## FRAGMENTO DEL DOCUMENTO

Y allí está la ternura, el amor apasionado por sus cinco hijos. No conocí a los dos últimos, estábamos alejados en ese tiempo, pero sí a los primeros. Cuando uno de sus chicos, a los quince años, vino a pasar unos días con nosotros a Pinamar, Fogwill me dijo que no tenía que hacerme responsable de nada, que su hijo podía hacer lo que se le diera la gana, que si se levantaba en la playa a un viejo pervertido que le pagaba por chuparle la verga, era cosa de él. Pero eso sí: por favor… ¡que no fuera a montar a caballo! Por supuesto era infinitamente más probable que el pibe quisiera andar a caballo y no que tuviera intenciones de chuparle la verga a un viejo pervertido, pero cómo confesar, Fogwill, que tenía miedo de que su hijo se cayera del caballo, un miedo normal, vulgar, de padre común y corriente…
Cuando a su hija Vera, talentosa y premiada mujer de cine, le hicieron un largo reportaje en Cuba, Fogwill me escribió un mail enojadísimo, adjuntando el artículo con el reportaje, colmado de justa indignación porque su ingrata hija no había mencionado a su mentor Alberto Ure. El espectáculo de su ira era lo único que podía disimular (pero no para mí) lo contento, emocionado y orgulloso que estaba del triunfo de hija. Como un padre cualquiera.
En los últimos años su personaje público devoró casi a la persona que habíamos conocido. Sin que mediara ningún hecho en particular, Fabrykant y yo nos fuimos alejando de Fogwill. Una noche, en un encuentro casual en una entrega de premios, le dije que lo extrañábamos. Yo también me extraño, me contestó, y me aparté un poco triste: una frase ingeniosa se había vuelto tan importante para él que no valía la pena considerar otras posibilidades.

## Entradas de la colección
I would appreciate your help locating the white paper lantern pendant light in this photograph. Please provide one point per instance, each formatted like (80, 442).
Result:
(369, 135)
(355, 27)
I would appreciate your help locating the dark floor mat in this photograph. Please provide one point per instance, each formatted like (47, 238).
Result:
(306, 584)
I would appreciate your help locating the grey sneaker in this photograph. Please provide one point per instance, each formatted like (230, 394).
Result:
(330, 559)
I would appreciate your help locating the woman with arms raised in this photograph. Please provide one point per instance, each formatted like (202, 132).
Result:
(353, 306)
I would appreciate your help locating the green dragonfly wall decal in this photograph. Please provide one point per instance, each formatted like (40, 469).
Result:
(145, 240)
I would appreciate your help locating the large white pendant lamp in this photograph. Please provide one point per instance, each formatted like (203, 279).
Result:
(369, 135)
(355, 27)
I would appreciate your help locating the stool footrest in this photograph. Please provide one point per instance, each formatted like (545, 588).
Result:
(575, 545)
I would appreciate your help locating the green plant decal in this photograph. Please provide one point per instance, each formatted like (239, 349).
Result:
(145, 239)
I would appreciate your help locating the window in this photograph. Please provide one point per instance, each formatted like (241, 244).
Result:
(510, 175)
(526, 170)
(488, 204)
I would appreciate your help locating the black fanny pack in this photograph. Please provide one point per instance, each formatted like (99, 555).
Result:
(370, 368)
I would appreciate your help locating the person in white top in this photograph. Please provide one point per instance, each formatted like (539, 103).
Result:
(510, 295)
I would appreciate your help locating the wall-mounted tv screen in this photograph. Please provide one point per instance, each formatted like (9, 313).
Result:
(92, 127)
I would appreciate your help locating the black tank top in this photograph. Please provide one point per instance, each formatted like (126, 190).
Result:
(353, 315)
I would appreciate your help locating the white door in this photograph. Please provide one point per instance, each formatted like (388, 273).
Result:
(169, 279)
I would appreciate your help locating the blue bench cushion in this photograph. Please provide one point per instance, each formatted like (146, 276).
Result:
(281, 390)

## CONSIGNA DE TRABAJO 1
Enumera todas las personas que el fragmento sobre Fogwill menciona por su nombre.
## CONSIGNA DE TRABAJO 2
Duplica el pasaje del fragmento sobre Fogwill comprendido entre “En los últimos” y “considerar otras posibilidades.”, ambos incluidos.
## CONSIGNA DE TRABAJO 3
Retoma el fragmento sobre Fogwill y continúalo a partir de su última oración.
Las entradas son un material independiente del fragmento sobre Fogwill.

## RESULTADO 1
Fogwill, Vera, Alberto Ure, Fabrykant

## RESULTADO 2
En los últimos años su personaje público devoró casi a la persona que habíamos conocido. Sin que mediara ningún hecho en particular, Fabrykant y yo nos fuimos alejando de Fogwill. Una noche, en un encuentro casual en una entrega de premios, le dije que lo extrañábamos. Yo también me extraño, me contestó, y me aparté un poco triste: una frase ingeniosa se había vuelto tan importante para él que no valía la pena considerar otras posibilidades.

## RESULTADO 3
Hace ya diez años que Fogwill tuvo el mal gusto de morirse. Buen momento para dedicarle a ese talentoso, arriesgado trapecista de la palabra, siempre jugándose en un triple salto mortal, este texto de mis Fenómenos de Circo:
Con los años, el trapecista no puede ignorar que se repite, que se plagia a sí mismo. Como a todo artista, esta certeza le duele. En busca de la originalidad se lanza por el aire sin red, sin cable de seguridad, y finalmente sin trapecio. Pero qué es un trapecista sin trapecio sino un montón informe, sanguinolento sobre el aserrín del circo y aún así, qué pena, nada original.
Ahora que estoy yo y no está él, ahora que todo es traición, bien puedo darme el lujo de decirle, sin tener que soportar una respuesta ingeniosa, Quique Fogwill, tus amigos te extrañamos mucho.